● **EXERCISE DIRECTIONS**
Report how many lines in the entries below contain the word "girl", giving only the number.

● **DATA EXTRACT**
-- Begin --
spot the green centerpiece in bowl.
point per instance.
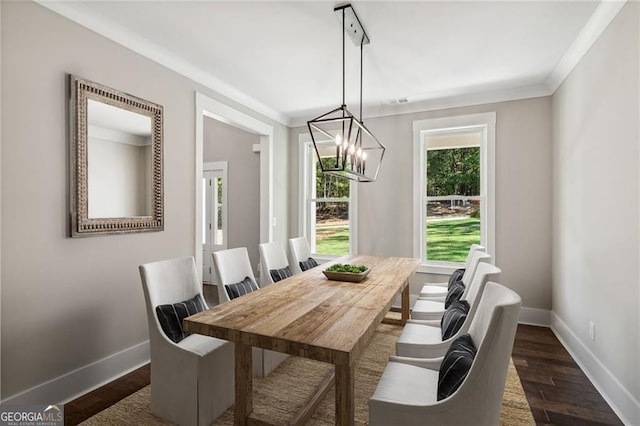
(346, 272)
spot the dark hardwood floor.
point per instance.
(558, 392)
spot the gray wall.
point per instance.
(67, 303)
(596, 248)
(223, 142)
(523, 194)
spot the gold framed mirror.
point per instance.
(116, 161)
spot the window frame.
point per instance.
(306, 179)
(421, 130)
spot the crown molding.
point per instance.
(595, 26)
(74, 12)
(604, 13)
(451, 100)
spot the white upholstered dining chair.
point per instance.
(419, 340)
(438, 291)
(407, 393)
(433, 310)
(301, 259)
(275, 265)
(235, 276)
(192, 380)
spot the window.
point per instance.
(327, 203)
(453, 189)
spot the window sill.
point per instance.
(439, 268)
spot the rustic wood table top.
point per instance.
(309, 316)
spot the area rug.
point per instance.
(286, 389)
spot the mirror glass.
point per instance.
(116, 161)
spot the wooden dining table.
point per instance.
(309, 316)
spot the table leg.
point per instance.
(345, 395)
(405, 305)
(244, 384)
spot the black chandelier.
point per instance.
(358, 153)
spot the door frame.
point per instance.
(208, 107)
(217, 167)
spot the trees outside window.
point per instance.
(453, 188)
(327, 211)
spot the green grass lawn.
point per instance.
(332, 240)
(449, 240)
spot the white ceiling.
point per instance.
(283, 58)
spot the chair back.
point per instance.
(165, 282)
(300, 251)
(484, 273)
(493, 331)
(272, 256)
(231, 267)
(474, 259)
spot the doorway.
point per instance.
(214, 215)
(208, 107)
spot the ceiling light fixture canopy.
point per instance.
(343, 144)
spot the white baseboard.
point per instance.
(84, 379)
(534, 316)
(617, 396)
-- End --
-- Begin --
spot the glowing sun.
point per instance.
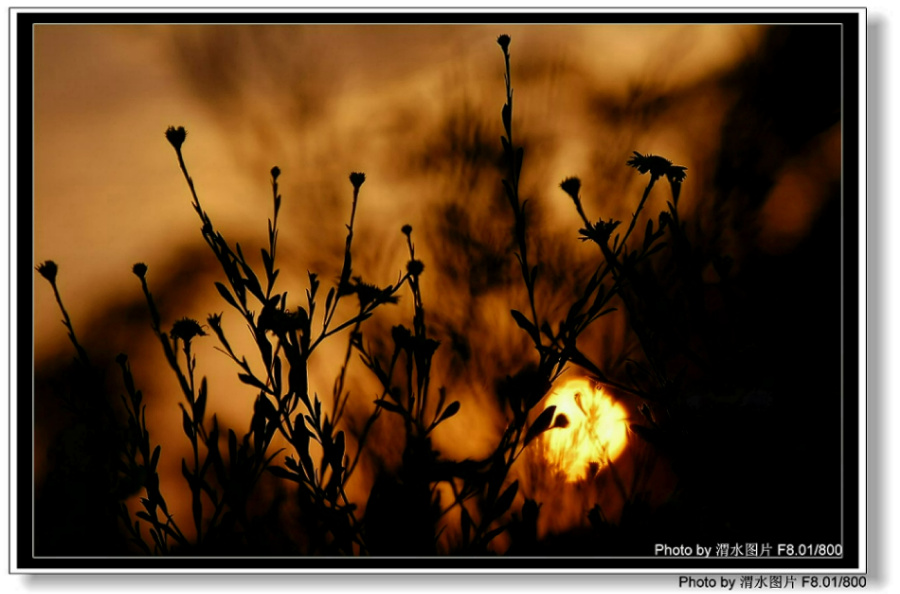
-- End --
-- Begin --
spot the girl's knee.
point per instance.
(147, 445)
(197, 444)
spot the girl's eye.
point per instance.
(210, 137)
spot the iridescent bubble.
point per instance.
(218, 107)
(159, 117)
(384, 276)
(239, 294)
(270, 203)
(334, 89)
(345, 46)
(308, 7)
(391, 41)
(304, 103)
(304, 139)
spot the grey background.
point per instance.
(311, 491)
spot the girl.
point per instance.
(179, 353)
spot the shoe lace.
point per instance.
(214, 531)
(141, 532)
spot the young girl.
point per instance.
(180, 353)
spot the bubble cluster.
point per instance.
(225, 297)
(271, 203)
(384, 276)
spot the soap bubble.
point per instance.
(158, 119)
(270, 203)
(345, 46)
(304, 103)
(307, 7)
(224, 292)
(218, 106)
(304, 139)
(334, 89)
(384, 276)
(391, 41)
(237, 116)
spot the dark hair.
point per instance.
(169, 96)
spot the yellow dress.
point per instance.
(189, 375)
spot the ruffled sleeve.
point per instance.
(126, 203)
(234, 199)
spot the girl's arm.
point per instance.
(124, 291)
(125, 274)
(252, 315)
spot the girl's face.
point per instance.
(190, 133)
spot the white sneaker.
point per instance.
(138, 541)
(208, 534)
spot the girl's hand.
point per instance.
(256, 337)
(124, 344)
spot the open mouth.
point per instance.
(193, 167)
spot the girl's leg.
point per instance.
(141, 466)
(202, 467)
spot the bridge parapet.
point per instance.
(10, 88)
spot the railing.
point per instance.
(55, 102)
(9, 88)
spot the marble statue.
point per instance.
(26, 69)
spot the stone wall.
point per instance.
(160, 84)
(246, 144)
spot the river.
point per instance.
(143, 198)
-- End --
● **RESULT FOR THIS EXERCISE**
8